## Record extracts:
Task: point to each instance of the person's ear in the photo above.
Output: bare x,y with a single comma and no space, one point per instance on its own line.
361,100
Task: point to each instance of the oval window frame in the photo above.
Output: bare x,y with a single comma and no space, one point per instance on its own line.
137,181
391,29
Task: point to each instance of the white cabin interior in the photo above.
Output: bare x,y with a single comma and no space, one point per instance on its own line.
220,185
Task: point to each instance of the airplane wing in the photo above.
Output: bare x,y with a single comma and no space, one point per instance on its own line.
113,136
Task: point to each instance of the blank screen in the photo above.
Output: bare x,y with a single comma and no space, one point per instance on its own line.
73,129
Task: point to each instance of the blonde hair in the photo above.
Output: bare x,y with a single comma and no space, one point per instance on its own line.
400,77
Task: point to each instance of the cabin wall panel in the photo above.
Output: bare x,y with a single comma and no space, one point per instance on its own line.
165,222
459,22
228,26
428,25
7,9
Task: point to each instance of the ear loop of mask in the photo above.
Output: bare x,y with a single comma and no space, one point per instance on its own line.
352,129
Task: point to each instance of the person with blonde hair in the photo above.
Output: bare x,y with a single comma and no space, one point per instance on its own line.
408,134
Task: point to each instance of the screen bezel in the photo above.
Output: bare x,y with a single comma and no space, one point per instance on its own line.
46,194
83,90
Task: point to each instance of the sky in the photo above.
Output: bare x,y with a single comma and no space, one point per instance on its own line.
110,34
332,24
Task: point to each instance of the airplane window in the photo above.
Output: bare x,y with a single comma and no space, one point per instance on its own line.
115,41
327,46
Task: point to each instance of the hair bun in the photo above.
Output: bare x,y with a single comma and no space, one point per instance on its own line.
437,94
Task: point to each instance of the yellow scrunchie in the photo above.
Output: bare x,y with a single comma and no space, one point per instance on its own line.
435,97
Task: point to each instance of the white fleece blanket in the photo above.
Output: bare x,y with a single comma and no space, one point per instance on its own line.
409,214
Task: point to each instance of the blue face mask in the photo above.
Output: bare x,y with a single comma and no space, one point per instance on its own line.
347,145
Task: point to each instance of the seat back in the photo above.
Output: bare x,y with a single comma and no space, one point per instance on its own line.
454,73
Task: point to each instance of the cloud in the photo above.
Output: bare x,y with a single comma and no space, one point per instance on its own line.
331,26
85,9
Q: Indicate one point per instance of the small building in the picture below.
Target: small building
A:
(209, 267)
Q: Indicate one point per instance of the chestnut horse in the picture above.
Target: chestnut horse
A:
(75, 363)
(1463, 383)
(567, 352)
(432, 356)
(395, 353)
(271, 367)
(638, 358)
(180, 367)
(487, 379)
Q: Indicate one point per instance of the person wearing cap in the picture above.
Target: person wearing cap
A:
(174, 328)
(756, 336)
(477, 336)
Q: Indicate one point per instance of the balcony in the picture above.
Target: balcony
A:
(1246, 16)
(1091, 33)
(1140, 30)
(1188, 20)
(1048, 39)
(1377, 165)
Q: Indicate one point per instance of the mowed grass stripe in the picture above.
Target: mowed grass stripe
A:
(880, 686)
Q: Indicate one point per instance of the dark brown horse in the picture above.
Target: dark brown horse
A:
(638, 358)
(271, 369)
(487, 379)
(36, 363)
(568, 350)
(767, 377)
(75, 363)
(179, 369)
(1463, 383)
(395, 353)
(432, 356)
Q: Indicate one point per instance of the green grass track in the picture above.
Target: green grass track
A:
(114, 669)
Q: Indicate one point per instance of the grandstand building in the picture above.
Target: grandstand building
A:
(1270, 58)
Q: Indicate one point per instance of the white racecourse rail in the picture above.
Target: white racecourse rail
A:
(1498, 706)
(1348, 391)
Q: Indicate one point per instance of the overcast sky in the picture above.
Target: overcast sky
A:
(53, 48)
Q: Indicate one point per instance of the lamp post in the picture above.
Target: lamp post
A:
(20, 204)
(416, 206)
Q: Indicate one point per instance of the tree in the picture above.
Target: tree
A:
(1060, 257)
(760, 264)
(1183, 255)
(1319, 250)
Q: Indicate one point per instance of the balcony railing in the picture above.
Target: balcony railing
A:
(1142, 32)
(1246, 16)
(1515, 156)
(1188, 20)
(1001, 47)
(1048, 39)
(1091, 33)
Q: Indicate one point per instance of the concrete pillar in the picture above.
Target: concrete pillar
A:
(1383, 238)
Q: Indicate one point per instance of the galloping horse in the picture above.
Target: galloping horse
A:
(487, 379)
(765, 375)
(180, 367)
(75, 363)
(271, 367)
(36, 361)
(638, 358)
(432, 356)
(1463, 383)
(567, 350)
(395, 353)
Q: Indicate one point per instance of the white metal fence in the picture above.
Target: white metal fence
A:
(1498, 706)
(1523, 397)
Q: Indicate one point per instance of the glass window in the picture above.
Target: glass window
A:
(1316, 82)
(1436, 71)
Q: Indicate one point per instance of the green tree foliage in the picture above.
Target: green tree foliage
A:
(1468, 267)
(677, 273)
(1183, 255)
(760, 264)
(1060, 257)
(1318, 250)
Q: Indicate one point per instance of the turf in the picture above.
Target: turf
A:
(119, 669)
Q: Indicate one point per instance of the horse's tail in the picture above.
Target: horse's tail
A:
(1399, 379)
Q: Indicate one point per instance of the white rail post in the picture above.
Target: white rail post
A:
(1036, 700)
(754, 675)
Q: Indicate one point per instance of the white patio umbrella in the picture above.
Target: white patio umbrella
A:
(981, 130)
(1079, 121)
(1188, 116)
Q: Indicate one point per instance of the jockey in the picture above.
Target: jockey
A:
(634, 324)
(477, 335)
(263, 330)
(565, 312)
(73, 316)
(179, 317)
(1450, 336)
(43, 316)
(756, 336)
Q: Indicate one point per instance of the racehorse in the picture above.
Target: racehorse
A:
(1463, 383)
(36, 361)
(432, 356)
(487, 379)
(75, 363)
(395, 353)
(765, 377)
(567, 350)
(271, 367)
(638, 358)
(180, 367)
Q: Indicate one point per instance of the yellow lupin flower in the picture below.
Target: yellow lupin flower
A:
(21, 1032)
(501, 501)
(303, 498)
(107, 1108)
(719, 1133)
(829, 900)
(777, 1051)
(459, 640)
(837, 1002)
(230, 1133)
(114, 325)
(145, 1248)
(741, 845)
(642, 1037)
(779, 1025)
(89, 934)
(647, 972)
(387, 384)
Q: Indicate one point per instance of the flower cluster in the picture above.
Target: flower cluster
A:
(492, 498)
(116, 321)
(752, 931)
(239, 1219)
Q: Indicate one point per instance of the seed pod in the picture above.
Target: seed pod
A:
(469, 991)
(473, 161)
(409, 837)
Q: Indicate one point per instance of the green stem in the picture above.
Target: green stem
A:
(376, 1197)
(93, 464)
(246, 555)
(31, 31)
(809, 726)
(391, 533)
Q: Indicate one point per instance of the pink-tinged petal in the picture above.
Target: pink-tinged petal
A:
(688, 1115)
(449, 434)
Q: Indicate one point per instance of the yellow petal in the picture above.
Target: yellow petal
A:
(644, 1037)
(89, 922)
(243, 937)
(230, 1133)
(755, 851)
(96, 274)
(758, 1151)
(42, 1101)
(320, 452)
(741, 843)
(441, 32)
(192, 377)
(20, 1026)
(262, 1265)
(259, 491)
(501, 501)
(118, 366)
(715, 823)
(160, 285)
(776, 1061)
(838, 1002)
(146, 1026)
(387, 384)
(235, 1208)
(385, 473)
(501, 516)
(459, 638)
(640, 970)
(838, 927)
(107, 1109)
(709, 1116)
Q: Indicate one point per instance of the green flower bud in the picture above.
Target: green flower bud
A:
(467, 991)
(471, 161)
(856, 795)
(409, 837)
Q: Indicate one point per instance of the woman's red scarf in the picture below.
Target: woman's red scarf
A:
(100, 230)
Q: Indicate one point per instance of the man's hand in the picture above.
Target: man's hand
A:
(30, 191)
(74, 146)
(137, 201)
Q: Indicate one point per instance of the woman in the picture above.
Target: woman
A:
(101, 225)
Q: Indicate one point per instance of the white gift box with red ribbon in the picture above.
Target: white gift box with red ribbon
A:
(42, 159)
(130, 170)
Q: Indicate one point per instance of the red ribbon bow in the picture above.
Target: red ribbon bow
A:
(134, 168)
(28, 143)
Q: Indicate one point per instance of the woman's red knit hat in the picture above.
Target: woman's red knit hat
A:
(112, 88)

## Exercise goal:
Restate word for word the lines from the one holding "Q: Indicate one point per instance of the yellow lupin" to the end of the listing, both ends included, and nothing more.

## Worked answer:
Q: Indicate one point per instance of the yellow lupin flower in the picture below.
Target: yellow lupin flower
A:
(21, 1032)
(501, 501)
(303, 498)
(107, 1108)
(719, 1133)
(829, 900)
(777, 1051)
(459, 640)
(837, 1002)
(230, 1133)
(114, 325)
(145, 1248)
(741, 845)
(642, 1037)
(779, 1025)
(89, 934)
(647, 972)
(387, 384)
Q: Indicate one point per instance of the flower cluster in the picture above.
Target: flower cluster
A:
(492, 498)
(116, 321)
(752, 931)
(239, 1219)
Q: Indicate one point per instance of the seed pod in the picture above.
Target: seed pod
A:
(469, 991)
(473, 161)
(409, 837)
Q: Indicate one point per instance of the green stem in the picture above.
Target: green stem
A:
(376, 1197)
(93, 464)
(246, 555)
(31, 31)
(809, 726)
(391, 533)
Q: Indicate one point per instance of the pink-tinged petal in the picture above.
Target: pink-tinged petal
A:
(688, 1115)
(449, 434)
Q: Indicate one point per instance of the yellow petal in the picture above.
Target: yellow petal
A:
(644, 1037)
(89, 922)
(243, 937)
(230, 1133)
(755, 851)
(96, 274)
(758, 1151)
(42, 1101)
(320, 452)
(741, 843)
(441, 32)
(192, 377)
(20, 1026)
(262, 1265)
(259, 491)
(501, 501)
(118, 366)
(715, 823)
(160, 285)
(776, 1061)
(838, 1002)
(146, 1026)
(387, 384)
(235, 1208)
(385, 473)
(501, 516)
(459, 638)
(640, 970)
(838, 927)
(107, 1109)
(709, 1116)
Q: Indicate one point per instance of the green flower bud in the picture above.
Target: green flower bud
A:
(467, 991)
(471, 161)
(856, 795)
(409, 837)
Q: Indicate one point per instance of the woman's red scarf in the picture below.
Target: woman's red scarf
A:
(100, 230)
Q: Indicate one point per instance of the man's hand in the picture above.
Target: man's hand
A:
(30, 191)
(74, 146)
(137, 201)
Q: Indicate one point per instance of the woman in the picture above.
Target: woman
A:
(101, 225)
Q: Indicate one point per instance of the white gift box with red ribbon in the picture above.
Target: white gift box with red ribbon
A:
(42, 159)
(130, 170)
Q: Indicate one point per instance of the red ribbon bow in the picture above.
Target: red ribbon bow
A:
(134, 168)
(28, 143)
Q: Indicate one point per instance of the woman's red knit hat in the picture above.
Target: woman's red knit hat
A:
(112, 88)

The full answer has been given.